**Set exercise:**
Arrange every line of the records below as a numbered list, omitting blank lines and leaving out the pictures.

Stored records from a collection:
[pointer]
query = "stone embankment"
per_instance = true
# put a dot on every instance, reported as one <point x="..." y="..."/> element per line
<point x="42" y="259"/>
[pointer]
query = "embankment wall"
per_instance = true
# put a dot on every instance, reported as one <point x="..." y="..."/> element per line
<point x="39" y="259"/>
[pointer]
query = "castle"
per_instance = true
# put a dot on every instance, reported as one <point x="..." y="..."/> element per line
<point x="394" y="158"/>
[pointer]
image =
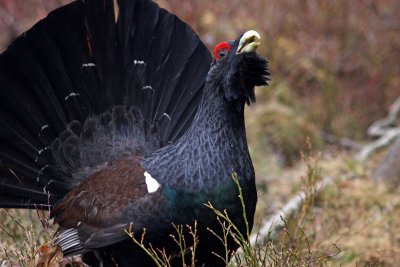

**Reply to the task:**
1. [pointer]
2. query = "stone embankment"
3. per_instance = true
4. # put a dot on every instance, reported as one <point x="..." y="..."/> element per line
5. <point x="42" y="259"/>
6. [pointer]
7. query = "embankment wall"
8. per_instance = true
9. # put a dot on every instance, reported as one <point x="..." y="..."/> element per line
10. <point x="39" y="259"/>
11. [pointer]
12. query = "castle"
13. per_instance = true
14. # put a dot on every instance, reported as one <point x="..." y="..."/> element per line
15. <point x="394" y="158"/>
16. [pointer]
17. image =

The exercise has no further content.